───── Passage ─────
NOTE 1 – NATURE OF ACTIVITIES AND SIGNIFICANT ACCOUNTING POLICIES

 

Nature of Activities, History and Organization:

 

Premier Oil Field Services, Inc. (The “Company” or "Premier") serves the oil and gas industry with down-hole drilling motors. These motors are used in the oil and gas well drilling process to drill out frac plugs and other debris in the well bore.  The Company is located in Rockwall, Texas and was incorporated on June 29, 2009 under the laws of the State of Nevada.

 

Premier Oil Field Services, Inc., is the parent company of Coil Tubing Motors Corporation, (“CTM”), a company incorporated under the laws of the State of Texas. CTM was established in June 2006.

 

Premier is a private holding company established under the laws of Nevada on June 29, 2009, was formed in order to acquire 100% of the outstanding membership interests of CTM.  On September 30, 2009, Premier issued 7,000,000 shares of common stock in exchange for a 100% equity interest in CTM.  As a result of the share exchange, CTM became the wholly owned subsidiary of Premier.  As a result, the members of CTM owned a majority of the voting stock of Premier.  The transaction was accounted for as a reverse merger whereby CTM was considered to be the accounting acquirer as its members retained control of Premier after the exchange, although Premier is the legal parent company.  The share exchange was treated as a recapitalization of Premier.  As such, CTM, (and its historical financial statements) is the continuing entity for financial reporting purposes. The financial statements have been prepared as if Premier had always been the reporting company and then on the share exchange date, had changed its name and reorganized its capital stock.  The share exchange transaction was effected to change the state of incorporation to allow the opportunity for a reduction of franchise taxes under the new Texas franchise tax calculations and to facilitate the initial public offering.  At the time of the exchange transaction, Premier had no assets or liabilities and CTM had assets of approximately $409,000 with equity of approximately $81,800.

 

The capital structure of Premier is presented as a consolidated entity as if the transaction had been effected in 2006 to consistently reflect the number of shares outstanding. However, the capital structure as presented is different that the capital structure that appears in the historical statements of CTM, in earlier periods due to the recapitalization accounting.

 

The Company operates on a calendar year-end.    Due to the nature of their operations, the Company operates in only one business segment.
───── Information provided ─────
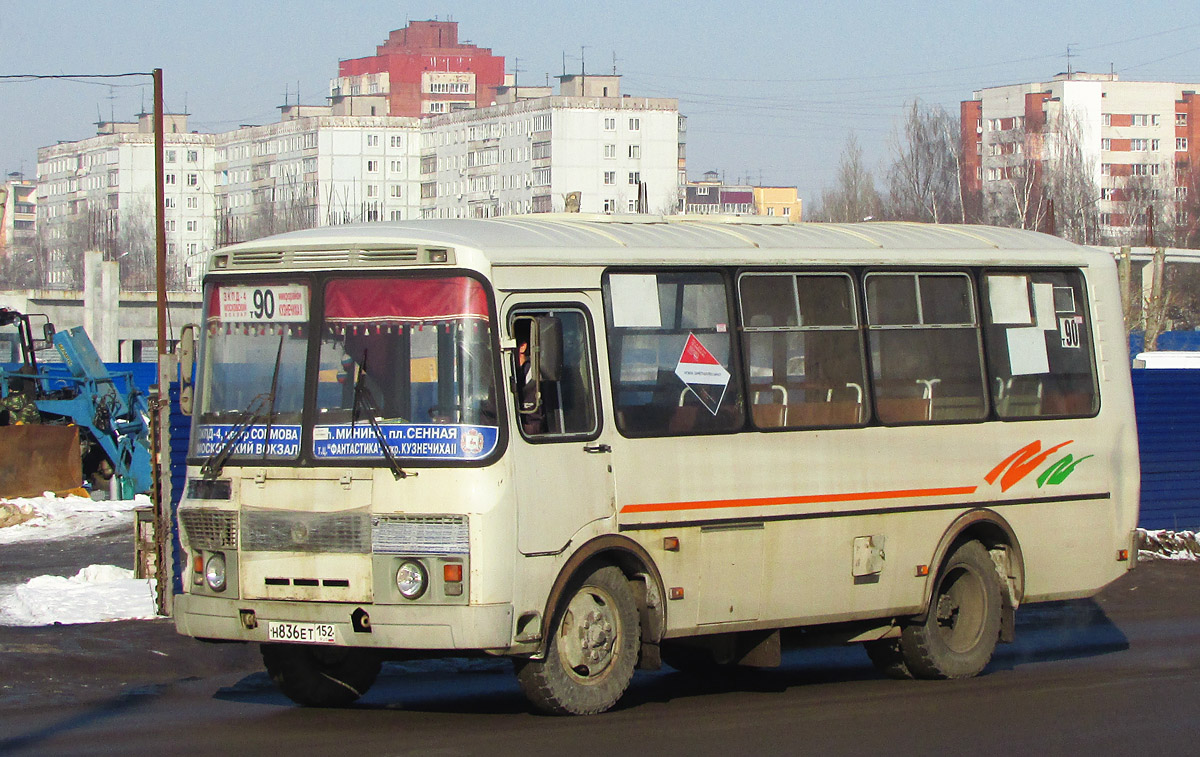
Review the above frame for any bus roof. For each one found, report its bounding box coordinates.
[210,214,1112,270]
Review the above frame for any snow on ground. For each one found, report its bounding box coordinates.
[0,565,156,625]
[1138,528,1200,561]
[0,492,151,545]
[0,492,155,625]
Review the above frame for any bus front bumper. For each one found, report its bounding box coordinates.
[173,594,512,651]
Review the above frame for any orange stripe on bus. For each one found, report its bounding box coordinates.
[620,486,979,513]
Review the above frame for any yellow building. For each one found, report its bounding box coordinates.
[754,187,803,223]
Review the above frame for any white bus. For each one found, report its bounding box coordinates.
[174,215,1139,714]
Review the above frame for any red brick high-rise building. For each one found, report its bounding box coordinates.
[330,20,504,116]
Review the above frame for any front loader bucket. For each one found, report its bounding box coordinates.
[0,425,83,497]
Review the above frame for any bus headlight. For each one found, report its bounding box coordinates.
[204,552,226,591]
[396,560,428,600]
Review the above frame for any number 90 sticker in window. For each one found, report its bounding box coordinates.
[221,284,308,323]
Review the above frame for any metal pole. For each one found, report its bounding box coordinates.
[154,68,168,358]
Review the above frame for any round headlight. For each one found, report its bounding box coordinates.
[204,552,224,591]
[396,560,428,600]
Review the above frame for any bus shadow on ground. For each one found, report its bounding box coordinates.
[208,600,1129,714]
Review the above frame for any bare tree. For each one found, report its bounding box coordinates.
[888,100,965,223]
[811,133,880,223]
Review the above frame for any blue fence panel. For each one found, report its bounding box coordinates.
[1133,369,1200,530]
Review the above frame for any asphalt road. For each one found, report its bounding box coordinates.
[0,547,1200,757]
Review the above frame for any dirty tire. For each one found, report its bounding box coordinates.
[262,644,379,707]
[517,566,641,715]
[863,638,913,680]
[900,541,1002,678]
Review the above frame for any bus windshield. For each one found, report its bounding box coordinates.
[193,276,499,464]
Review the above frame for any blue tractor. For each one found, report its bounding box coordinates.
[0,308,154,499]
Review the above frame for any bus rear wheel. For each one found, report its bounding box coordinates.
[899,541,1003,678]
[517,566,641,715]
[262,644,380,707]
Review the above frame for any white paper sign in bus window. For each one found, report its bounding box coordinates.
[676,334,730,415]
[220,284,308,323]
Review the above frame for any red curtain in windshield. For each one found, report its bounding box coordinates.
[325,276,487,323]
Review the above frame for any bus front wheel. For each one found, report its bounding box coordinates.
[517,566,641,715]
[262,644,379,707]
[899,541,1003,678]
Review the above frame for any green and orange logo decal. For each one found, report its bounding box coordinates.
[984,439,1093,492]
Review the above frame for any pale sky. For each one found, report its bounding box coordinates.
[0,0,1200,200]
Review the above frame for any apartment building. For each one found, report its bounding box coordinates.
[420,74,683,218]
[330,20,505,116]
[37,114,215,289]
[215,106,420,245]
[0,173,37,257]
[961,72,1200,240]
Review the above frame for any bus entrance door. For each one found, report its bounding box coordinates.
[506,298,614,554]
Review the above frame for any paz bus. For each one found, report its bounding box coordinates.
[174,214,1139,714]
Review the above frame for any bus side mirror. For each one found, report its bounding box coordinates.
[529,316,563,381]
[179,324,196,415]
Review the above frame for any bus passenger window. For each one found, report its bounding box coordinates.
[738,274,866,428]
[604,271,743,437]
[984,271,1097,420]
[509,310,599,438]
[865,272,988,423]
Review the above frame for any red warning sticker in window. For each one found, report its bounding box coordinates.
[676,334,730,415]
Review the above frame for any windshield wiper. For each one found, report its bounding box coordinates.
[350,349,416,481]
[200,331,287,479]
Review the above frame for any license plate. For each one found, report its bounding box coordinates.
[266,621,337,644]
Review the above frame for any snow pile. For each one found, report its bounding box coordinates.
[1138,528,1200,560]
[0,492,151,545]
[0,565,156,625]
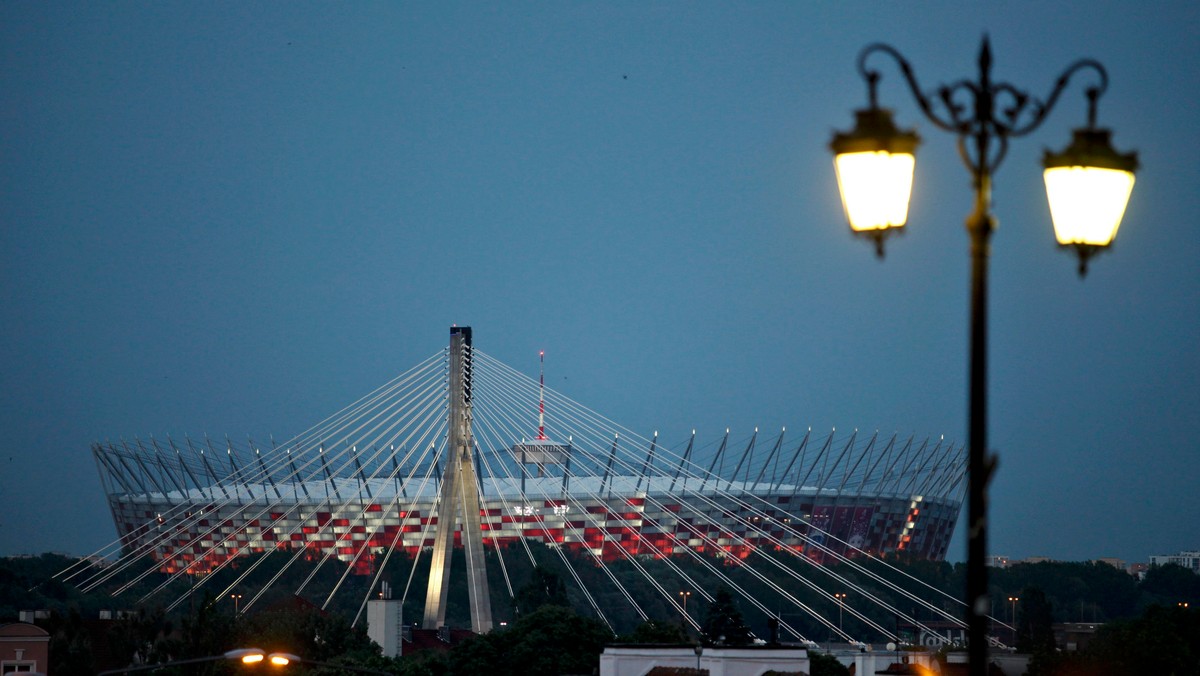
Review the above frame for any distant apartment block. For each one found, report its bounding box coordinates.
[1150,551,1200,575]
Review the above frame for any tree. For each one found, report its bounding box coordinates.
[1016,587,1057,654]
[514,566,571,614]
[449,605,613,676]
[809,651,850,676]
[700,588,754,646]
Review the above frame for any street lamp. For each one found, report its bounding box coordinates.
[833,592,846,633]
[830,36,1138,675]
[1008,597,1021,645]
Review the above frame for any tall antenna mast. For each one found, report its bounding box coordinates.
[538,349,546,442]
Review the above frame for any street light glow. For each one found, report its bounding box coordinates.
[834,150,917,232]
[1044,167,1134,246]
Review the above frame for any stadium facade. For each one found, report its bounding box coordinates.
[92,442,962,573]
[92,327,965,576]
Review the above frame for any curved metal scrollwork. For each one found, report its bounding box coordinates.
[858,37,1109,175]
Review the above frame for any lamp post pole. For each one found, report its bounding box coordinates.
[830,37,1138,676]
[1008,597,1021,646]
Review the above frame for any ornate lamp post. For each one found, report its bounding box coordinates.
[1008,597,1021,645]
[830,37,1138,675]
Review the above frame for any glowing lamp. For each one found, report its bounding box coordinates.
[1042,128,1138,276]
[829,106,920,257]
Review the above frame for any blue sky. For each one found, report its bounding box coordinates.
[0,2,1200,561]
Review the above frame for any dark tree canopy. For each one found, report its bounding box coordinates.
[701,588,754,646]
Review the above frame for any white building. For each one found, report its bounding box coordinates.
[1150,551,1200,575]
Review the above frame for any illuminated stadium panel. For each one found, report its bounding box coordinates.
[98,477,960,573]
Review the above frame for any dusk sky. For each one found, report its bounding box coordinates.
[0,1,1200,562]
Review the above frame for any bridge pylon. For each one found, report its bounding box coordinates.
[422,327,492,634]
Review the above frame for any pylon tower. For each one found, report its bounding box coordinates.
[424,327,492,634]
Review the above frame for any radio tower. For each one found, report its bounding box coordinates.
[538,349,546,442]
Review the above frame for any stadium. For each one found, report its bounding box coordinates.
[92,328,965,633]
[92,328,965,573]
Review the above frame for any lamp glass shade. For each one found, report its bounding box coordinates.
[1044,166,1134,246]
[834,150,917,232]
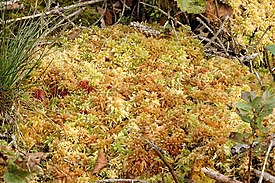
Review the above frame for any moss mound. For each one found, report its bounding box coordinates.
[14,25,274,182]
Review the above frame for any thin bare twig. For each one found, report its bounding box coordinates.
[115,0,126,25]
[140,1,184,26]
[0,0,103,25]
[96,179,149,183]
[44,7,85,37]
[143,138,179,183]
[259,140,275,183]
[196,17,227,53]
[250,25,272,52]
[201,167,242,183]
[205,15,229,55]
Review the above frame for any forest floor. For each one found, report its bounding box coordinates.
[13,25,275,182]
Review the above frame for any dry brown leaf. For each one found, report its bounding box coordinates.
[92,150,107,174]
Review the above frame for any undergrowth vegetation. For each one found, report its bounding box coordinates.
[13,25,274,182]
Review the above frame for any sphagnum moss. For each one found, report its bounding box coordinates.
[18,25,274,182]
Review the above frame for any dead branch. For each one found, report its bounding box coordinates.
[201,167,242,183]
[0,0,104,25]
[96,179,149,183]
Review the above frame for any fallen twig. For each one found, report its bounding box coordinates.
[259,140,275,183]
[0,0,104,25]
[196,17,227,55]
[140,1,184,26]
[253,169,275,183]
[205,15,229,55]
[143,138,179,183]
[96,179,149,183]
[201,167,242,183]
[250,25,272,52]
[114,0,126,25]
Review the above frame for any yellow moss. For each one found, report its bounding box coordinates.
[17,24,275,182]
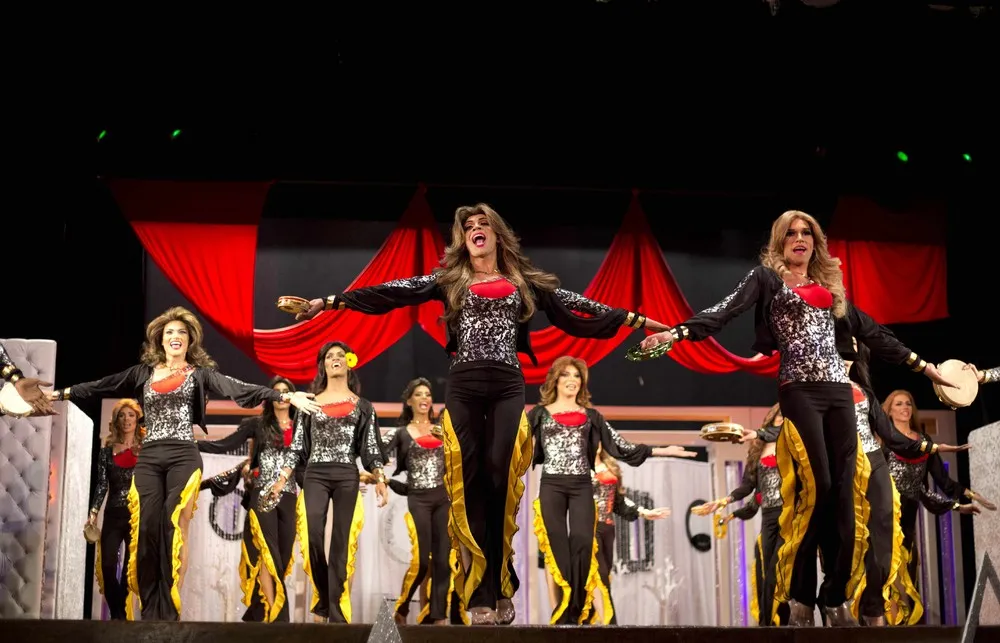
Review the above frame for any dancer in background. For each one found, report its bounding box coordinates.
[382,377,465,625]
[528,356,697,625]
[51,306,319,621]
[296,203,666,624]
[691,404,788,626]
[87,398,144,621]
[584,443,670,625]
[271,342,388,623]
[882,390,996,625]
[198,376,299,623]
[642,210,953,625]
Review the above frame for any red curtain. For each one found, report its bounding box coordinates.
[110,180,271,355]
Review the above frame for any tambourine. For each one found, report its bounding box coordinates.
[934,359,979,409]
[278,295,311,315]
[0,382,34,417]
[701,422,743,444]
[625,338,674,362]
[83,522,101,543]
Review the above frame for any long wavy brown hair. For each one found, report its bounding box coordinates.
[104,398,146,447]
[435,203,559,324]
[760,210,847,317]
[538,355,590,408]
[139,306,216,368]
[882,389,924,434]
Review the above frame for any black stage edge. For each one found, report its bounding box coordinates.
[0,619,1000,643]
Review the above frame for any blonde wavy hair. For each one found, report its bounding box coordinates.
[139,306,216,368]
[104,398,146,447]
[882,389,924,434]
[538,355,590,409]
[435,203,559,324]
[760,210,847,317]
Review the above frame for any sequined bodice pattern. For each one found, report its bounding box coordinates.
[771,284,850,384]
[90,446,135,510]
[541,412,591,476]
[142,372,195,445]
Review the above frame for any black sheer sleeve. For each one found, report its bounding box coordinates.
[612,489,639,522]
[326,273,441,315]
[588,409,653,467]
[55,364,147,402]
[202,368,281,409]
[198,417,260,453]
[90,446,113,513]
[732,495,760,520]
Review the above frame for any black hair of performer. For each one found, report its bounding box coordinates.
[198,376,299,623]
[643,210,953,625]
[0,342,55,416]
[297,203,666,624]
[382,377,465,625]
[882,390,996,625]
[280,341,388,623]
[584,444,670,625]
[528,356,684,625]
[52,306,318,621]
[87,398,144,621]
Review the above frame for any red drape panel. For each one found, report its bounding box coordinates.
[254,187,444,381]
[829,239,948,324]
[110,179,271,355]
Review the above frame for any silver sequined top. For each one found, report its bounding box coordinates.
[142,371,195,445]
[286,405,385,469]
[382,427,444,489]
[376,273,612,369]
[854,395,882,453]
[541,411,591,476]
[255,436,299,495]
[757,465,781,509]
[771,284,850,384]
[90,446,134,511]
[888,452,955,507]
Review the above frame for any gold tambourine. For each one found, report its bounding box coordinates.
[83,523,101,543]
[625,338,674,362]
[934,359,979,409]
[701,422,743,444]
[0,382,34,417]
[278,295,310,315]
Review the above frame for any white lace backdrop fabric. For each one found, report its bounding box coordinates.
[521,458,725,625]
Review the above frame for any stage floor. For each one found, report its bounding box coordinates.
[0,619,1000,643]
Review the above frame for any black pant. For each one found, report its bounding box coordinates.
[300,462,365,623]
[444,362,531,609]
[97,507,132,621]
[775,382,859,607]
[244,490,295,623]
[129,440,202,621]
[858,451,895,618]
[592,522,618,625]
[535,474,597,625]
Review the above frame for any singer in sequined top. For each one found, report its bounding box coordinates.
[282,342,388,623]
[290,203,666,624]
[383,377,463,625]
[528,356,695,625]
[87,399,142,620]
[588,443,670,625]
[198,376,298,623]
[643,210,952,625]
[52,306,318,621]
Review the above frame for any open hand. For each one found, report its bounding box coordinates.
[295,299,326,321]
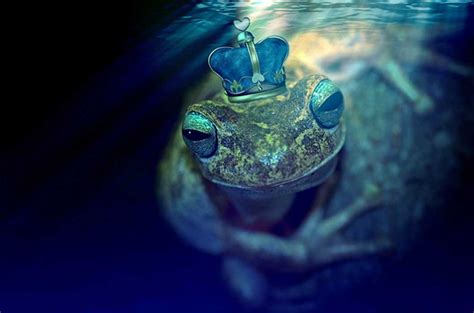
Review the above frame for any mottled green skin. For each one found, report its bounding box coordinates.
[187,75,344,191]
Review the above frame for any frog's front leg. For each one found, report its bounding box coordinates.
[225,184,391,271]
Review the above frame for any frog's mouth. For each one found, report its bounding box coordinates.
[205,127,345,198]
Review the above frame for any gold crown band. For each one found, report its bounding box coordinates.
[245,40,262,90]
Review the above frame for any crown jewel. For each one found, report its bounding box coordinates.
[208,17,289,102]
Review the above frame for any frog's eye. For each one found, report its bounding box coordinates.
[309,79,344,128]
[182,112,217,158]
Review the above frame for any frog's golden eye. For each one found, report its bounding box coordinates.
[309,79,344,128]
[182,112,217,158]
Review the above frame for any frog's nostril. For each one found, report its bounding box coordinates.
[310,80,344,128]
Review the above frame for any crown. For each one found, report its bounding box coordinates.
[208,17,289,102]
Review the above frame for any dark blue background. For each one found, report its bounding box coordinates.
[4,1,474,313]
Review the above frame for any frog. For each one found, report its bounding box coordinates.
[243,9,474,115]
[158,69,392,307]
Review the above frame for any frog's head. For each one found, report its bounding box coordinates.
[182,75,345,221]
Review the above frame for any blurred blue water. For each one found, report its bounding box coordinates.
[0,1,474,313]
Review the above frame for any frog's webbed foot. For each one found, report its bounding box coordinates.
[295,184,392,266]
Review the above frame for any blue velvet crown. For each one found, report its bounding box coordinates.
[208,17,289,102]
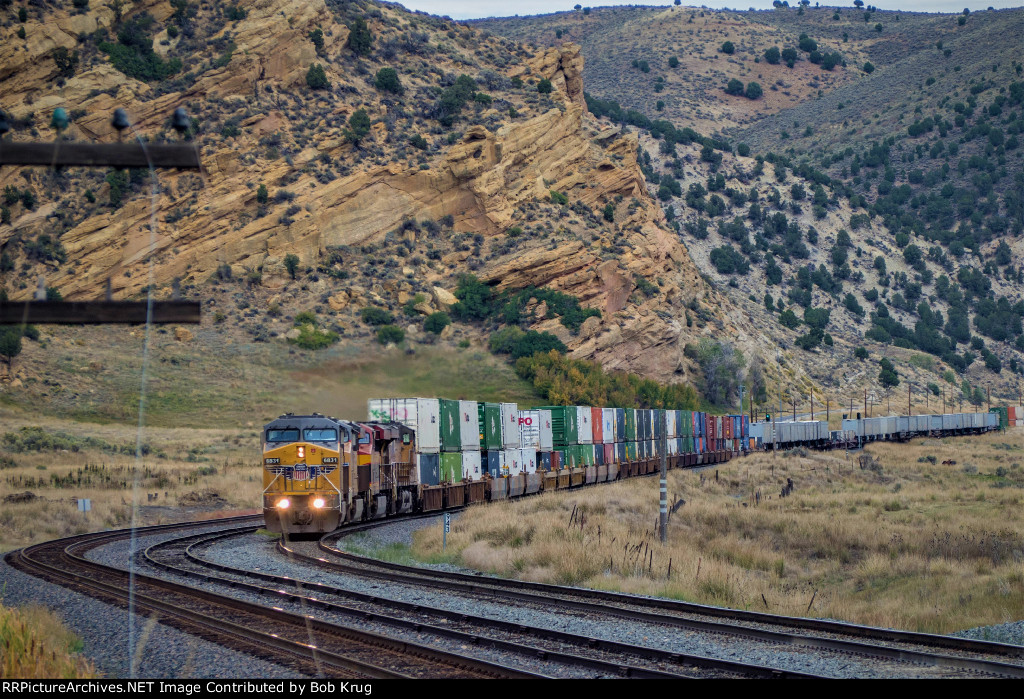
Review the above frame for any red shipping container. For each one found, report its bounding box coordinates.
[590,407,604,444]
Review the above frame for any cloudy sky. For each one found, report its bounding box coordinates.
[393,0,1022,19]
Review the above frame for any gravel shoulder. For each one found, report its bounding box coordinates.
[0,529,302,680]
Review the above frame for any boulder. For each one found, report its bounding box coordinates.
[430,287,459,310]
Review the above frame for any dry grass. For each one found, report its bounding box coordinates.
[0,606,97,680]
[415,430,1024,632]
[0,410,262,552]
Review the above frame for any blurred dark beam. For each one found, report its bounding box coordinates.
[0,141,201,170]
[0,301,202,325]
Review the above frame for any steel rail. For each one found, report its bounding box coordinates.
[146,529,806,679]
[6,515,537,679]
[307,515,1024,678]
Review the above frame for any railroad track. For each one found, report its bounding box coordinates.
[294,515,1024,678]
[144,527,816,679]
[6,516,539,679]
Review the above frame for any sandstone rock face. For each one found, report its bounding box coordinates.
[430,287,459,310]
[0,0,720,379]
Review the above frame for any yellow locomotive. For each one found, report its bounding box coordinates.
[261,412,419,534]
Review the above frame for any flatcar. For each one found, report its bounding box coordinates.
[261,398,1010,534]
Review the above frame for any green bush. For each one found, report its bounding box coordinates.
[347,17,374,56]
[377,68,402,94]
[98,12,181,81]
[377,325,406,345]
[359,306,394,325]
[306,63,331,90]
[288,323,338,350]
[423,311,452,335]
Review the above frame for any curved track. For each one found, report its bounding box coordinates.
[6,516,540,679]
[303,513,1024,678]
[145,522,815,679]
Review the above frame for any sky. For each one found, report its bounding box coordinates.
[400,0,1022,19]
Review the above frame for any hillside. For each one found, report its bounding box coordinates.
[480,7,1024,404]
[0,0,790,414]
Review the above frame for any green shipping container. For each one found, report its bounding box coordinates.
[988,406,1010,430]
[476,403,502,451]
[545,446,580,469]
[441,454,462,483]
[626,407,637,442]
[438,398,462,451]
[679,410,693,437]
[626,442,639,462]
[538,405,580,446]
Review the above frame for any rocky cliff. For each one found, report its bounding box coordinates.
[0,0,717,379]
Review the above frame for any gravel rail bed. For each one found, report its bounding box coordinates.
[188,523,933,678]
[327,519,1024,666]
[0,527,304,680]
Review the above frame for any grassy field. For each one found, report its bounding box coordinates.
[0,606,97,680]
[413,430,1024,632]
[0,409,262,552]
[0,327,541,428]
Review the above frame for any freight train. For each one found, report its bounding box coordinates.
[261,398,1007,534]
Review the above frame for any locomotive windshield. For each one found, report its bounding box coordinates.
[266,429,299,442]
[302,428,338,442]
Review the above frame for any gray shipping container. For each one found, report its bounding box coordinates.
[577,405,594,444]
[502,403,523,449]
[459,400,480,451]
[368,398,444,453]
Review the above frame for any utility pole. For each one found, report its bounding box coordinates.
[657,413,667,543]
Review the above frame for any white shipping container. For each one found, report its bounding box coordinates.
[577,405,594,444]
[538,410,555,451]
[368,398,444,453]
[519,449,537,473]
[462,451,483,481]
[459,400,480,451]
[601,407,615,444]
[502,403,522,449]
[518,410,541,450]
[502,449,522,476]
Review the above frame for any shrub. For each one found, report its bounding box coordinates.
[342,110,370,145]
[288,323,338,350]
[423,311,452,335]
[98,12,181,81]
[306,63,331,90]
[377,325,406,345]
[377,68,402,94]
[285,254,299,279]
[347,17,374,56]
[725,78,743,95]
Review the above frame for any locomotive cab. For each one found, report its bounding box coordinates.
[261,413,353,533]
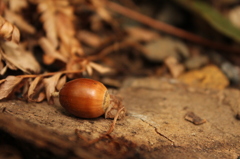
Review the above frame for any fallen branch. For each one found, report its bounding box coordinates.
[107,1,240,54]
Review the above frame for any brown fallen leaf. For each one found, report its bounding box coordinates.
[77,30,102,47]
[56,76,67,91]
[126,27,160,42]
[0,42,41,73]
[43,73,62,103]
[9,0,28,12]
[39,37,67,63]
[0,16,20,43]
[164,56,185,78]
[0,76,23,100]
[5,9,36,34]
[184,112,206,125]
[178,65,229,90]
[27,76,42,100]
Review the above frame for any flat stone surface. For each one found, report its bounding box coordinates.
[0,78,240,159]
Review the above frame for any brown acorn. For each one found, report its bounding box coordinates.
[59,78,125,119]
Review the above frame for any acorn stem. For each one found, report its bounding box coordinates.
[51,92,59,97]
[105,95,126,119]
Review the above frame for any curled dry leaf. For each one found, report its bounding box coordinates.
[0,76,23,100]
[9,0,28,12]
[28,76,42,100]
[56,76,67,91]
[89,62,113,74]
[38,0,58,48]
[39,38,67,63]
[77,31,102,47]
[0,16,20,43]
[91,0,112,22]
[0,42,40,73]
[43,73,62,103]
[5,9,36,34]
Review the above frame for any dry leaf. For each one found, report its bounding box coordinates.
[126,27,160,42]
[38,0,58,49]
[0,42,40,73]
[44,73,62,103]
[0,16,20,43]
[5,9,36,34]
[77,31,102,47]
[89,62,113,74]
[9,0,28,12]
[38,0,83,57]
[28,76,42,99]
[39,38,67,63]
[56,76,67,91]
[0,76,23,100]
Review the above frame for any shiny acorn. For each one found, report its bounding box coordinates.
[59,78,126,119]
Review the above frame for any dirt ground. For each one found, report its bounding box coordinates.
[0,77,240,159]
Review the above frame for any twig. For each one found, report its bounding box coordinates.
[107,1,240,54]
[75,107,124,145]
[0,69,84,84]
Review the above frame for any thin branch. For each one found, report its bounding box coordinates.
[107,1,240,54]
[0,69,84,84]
─────
→ **Instructions**:
1. Answer these questions using the note on Premier Oil Field Services:
(a) In which city and state is the Company located?
(b) How many shares of common stock did Premier issue on September 30, 2009?
(c) In how many business segments does the Company operate?
2. List every line of the listing that contains the string "wheel". Case counts.
The note on Premier Oil Field Services and the listing come from unrelated sources.

→ **List of solutions**:
1.
(a) Rockwall, Texas
(b) 7,000,000 shares
(c) One

2.
Review the above frame for any bus rear wheel. For each one found, report its bounding box coordinates.
Review the above frame for any bus front wheel. For each one found, report its bounding box coordinates.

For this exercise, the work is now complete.